ACTIONS TO TAKE ->
A) According to the dock mode thread, what dock does the person asking for help own?
B) From the dock mode thread, reproduce word for word the passage that begins at "According to their" and ends after "triggering of it.".

PAGE TEXT ->

# How to force dock mode in TW?



## Jaxidian (Jun 6, 2011)

Anybody know how to force dock mode in a TW-based ROM? I have a Kidigi Cover-mate Dual Desktop Cradle and I'd like to be able to activate Dock Mode when I have it docked. For now, manually activating it is fine. In the longer-run I'll get an NFC tag + Tasker to do it for me.

So how do I activate it? I'm looking for a software method, not looking to solder a 619k resistor to my dock... ;-)


----------



## MistaWolfe (Oct 10, 2011)

Automateit in the market.

Sent from my SCH-I535 using Tapatalk 2


----------



## Jaxidian (Jun 6, 2011)

MistaWolfe said:


> Automateit in the market.


According to their Market entry, they only support dock/undock as a trigger and not as an action. This seems to be nothing more than a Tasker alternative. That doesn't help me. I need to know how to trigger it. Not something that detects the triggering of it.


----------



## brkshr (Jun 16, 2011)

Is this what you are looking for? IDK, if that works or not, cuz I'm on CM10.

"There IS a dock mode that comes with the phone but it is kinda hidden. Open the clock app. At the top it shows alarm, workday clock, stopwatch, timer. Slide those icons to the left and it will reveal Desk clock. You can change the wallpaper, shortcuts and info on the screen. Enjoy"
From here: http://androidforums.com/samsung-galaxy-s3/606415-how-get-dock-mode-automatically-activate.html

I'm not sure if you are just trying to open dock mode. Or if you are trying to find a way to automatically trigger dock mode.

NFC & the resistor are the only things I can think of to trigger dock mode.

Unless you use an app like tasker that triggers the dock when you plug in a charger, or charger + home location. Then you would get the dock every time you charge your phone though.


----------



## Jaxidian (Jun 6, 2011)

brkshr said:


> Is this what you are looking for? IDK, if that works or not, cuz I'm on CM10.
> 
> "There IS a dock mode that comes with the phone but it is kinda hidden. Open the clock app. At the top it shows alarm, workday clock, stopwatch, timer. Slide those icons to the left and it will reveal Desk clock. You can change the wallpaper, shortcuts and info on the screen. Enjoy"
> From here: http://androidforums...y-activate.html
> ...


Yeah, this is the mode that I would like to trigger. I'm fine using Tasker (via icon and/or NFC) to trigger it. I'm just trying to figure out how to create that task within Tasker. But thanks for those steps. I wasn't aware of that icon in the Clock app.

Now to go find out how to do this in Tasker...


----------

(Records of labeled points)
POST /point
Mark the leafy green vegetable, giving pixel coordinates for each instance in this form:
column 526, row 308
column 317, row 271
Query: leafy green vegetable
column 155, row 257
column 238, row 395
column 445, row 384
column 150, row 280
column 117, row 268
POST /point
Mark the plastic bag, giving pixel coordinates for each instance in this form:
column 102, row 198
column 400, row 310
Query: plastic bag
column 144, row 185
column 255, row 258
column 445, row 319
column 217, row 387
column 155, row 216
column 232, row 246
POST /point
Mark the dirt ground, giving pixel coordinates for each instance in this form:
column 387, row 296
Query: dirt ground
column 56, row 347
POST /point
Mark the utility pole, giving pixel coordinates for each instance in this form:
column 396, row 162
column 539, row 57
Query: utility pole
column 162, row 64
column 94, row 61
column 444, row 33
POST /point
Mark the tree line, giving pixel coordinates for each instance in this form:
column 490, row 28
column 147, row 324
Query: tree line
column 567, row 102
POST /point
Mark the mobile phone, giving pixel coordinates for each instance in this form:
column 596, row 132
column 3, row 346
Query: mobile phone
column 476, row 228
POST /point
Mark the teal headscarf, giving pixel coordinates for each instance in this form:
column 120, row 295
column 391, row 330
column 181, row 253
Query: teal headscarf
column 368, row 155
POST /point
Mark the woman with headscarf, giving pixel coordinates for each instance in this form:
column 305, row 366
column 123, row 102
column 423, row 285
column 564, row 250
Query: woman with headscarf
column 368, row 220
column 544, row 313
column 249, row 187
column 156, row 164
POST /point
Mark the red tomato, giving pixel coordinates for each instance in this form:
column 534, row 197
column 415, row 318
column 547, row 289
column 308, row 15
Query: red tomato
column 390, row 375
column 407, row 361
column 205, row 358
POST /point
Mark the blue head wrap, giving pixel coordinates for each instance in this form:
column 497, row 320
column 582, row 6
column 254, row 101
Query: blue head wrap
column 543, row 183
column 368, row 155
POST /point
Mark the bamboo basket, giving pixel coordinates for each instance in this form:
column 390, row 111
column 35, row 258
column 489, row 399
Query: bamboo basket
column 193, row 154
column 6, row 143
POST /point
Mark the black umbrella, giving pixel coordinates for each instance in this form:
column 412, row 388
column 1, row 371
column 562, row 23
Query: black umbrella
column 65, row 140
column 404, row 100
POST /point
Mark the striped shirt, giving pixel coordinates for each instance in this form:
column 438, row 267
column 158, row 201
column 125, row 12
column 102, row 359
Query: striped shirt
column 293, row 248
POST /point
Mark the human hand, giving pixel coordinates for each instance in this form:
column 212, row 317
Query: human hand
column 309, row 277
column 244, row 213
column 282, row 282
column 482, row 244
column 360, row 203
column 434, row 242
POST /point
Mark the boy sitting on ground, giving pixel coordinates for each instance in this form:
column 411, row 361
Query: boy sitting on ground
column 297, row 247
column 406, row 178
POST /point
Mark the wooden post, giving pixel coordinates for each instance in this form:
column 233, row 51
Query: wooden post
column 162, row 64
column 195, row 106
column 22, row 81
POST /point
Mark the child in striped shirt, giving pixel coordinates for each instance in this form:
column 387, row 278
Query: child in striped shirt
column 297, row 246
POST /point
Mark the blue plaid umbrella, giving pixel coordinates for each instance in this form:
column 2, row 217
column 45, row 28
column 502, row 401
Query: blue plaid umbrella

SET OF ANSWERS ->
A) A Kidigi Cover-mate Dual Desktop Cradle.

B)
According to their Market entry, they only support dock/undock as a trigger and not as an action. This seems to be nothing more than a Tasker alternative. That doesn't help me. I need to know how to trigger it. Not something that detects the triggering of it.